• What the task requires
Set down every one of the records below verbatim, omitting the pictures.

• Records provided

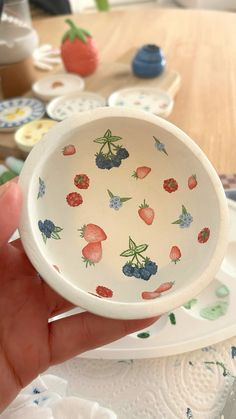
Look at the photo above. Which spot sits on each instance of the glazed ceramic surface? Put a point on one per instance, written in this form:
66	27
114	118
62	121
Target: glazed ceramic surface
147	99
65	106
18	111
123	214
29	134
56	85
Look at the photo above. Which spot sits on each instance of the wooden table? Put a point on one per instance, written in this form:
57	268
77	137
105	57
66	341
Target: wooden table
200	45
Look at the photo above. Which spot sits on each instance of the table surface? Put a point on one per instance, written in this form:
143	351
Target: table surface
200	45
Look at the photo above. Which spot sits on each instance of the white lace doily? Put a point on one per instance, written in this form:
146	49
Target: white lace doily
193	385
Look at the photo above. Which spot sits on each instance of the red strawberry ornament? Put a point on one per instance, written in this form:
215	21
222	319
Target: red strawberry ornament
192	182
78	51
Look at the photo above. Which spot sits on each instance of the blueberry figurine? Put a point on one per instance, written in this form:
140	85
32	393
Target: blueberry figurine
149	61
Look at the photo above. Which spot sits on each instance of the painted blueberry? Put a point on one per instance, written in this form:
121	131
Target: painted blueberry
145	274
151	267
116	161
128	269
122	153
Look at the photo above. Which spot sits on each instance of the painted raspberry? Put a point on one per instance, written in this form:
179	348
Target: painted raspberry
74	199
170	185
81	181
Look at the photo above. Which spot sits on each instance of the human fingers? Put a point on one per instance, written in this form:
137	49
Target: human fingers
73	335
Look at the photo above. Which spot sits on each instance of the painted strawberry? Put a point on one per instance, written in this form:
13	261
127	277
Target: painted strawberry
204	235
56	84
92	233
78	51
192	182
92	253
104	291
141	172
69	150
81	181
146	213
170	185
175	254
74	199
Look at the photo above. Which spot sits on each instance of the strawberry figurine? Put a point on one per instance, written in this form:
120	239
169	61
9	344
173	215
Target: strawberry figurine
78	51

• Output below
Look at the photo above. Which spot sits on each instance of the glazed ceramic surface? Put a point on one per instance, written in this form:
66	27
114	118
62	121
Target: glazed ceramic surface
147	99
65	106
18	111
123	214
29	134
56	85
Look at the photo above. Which spot sits on each instance of the wooden table? Put a point on one per instance, written in this form:
57	268
77	137
105	57
66	341
Target: wooden table
200	45
Look at the photo above. Which spot sits on each instance of the table surface? Put a point on one per instance, written in this form:
143	351
Target: table surface
200	45
Look at the photo above. Which spot sits on each instance of the white lace doily? Put a point on one per instance, written in this form:
146	49
Target: white lace doily
193	385
Look at the photo above. Which spot sits on each instance of the red strawberry ornament? Put a point on one per instance, written in this form:
215	21
222	319
Target: red strawberry ornament
192	182
78	51
Look at the photo above. Which spot sits on each instance of the blueberry figurine? Put a point on one per instance, written in this form:
140	85
32	393
Target: blueberry figurine
149	61
Look at the photo above. Which spot sits on each instance of the painted blueberry? Put a point on one per instance, written in this form:
121	131
Target: painted blueberry
145	274
151	267
116	161
128	269
122	153
Look at the photo above. Which spot sits on each instance of the painted raspberry? Put a point on one per instance, written in this form:
179	348
Target: painted raspberry
74	199
170	185
81	181
Look at the photo above. Which spot sits on each instance of the human fingers? Put a point on one per instance, written in this form:
137	49
Target: human fingers
73	335
Look at the photo above. Which spot sits on each instance of the painted strawberry? Put a point on one per instance, written in this form:
13	261
127	277
Target: painted strawberry
204	235
56	84
92	233
78	51
192	182
92	253
104	291
141	172
69	150
81	181
146	213
170	185
175	254
74	199
Look at the photo above. Which spot sits on each instance of the strawberry figurine? Put a point on one per instance, written in this form:
120	239
169	61
9	344
173	215
Target: strawberry figurine
78	51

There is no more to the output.